Records drawn from a dataset:
BEGIN

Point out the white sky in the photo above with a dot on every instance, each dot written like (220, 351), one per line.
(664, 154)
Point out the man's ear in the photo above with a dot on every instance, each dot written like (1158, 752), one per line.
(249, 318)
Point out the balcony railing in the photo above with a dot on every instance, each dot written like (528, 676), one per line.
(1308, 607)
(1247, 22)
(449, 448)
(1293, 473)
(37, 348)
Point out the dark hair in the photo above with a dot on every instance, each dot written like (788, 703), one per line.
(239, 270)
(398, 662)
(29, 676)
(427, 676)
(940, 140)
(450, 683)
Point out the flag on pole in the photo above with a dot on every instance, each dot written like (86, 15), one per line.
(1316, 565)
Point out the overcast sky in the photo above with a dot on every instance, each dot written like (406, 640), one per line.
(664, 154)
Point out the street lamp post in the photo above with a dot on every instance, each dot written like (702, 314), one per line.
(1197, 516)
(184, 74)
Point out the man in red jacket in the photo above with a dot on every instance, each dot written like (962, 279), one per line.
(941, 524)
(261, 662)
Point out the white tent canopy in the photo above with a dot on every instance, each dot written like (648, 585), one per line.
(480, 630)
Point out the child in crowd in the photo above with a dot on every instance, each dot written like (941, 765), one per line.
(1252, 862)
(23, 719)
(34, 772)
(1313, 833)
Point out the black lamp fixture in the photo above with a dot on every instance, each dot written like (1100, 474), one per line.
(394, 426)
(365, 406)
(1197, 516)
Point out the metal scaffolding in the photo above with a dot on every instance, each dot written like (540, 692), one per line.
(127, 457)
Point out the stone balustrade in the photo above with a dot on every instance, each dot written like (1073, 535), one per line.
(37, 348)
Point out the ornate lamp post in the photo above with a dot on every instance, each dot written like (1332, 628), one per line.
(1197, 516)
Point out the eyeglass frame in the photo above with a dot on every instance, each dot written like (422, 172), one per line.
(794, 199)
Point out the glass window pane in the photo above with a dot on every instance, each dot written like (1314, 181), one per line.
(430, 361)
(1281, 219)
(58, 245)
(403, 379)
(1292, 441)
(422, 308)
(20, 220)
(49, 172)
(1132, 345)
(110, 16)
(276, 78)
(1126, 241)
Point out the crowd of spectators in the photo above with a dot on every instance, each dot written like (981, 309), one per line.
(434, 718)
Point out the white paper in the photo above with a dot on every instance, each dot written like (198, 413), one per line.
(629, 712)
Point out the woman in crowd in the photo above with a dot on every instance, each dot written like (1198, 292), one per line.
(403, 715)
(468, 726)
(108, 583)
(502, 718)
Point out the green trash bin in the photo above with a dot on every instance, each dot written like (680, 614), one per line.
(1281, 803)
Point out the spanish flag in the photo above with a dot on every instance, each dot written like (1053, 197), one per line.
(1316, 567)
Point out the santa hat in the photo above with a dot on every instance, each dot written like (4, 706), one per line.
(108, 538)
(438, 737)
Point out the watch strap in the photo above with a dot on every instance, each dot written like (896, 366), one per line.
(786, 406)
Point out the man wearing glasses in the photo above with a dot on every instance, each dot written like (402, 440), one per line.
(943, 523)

END

The full set of records above is to be printed again verbatim.

Point out the white sky in the photo above with a dot on every instance, each dot written like (220, 351), one per line.
(664, 154)
Point out the man's ear in the photo above with a dot on every instance, each dot written like (1158, 752), one per line.
(249, 318)
Point out the balcony railing in the photo above with a dot on every instance, each dot written like (528, 676), one per line.
(1308, 607)
(1247, 22)
(449, 448)
(1293, 473)
(37, 348)
Point out the dark hair in the photo above with a dot on every instance, each dot written like (788, 703), one per line.
(239, 270)
(398, 662)
(29, 676)
(427, 676)
(940, 140)
(450, 683)
Point out the flag on pole in the photo above with a dot on every instance, each dot written like (86, 15), one per line.
(1316, 565)
Point out the overcast sky in the photo above with a dot on every instance, each dot written like (406, 640), one per line.
(664, 154)
Point out the street lamp post in the photo above with a dot on every instance, each dot written like (702, 314), one per line.
(1197, 516)
(184, 74)
Point out the man in red jacket in the photo above with a dot on every instance, each dot written like (962, 279), one per line.
(941, 524)
(261, 662)
Point out the white tent canopy in the photo above with a dot on every instance, each dot written like (648, 585), one per line.
(480, 630)
Point out the child in crowd in the photo above with a dot on every instance, each dot written like (941, 765), one per line.
(1252, 862)
(23, 719)
(34, 772)
(1313, 833)
Point out the black lamp fixture in the photo above with a dot on every instance, each dot written like (1100, 474), one per line.
(394, 426)
(365, 406)
(1197, 516)
Point out the metal scaffolding in the photo above with a dot on every instance, each dot written like (540, 692), one per line.
(127, 457)
Point out the stone balustrade in the photo above with a dot on every instance, each dot written like (1073, 535), one per line.
(37, 348)
Point out the ornate lamp post in the photo above with a dot on every instance, each dot written like (1332, 628), one per line.
(1197, 516)
Point out the eyeglass frame in the photo above with a dot on every instance, each dot written like (422, 172), one per line.
(794, 199)
Point out the glass window pane in the photo above with a dot on every instance, each dot written like (1314, 181), one per line.
(430, 361)
(1281, 219)
(58, 245)
(403, 379)
(1292, 441)
(422, 308)
(20, 220)
(49, 172)
(1132, 345)
(110, 16)
(276, 78)
(1126, 241)
Point out the crowd of spectators in the photo above with a dot on every instance, each dot written like (981, 309), one per line.
(434, 718)
Point out the white paper in the photo above with a dot on every instance, each dot written like (198, 413), one per line.
(629, 712)
Point out the woman in crowd in the photo above with a dot on every instance, each dot written like (1198, 292), one per line.
(403, 715)
(468, 726)
(108, 583)
(502, 718)
Point out the green trash bin in the photo above with a dot on every instance, each dot written like (680, 614), one per line.
(1281, 803)
Point out the spanish flag in the photo above with a dot on every instance, each dot written like (1053, 197), one per line.
(1316, 567)
Point out the santa hat in the photo above with a dot on every instance, each dot written like (4, 706), one per line.
(108, 538)
(438, 737)
Point out the watch strap in the photo above with a dot on every instance, each dot written like (896, 366), one per line.
(786, 406)
Point out the man wearing glasses in the photo above with a dot on every instance, each dot written like (402, 440), one per line.
(943, 523)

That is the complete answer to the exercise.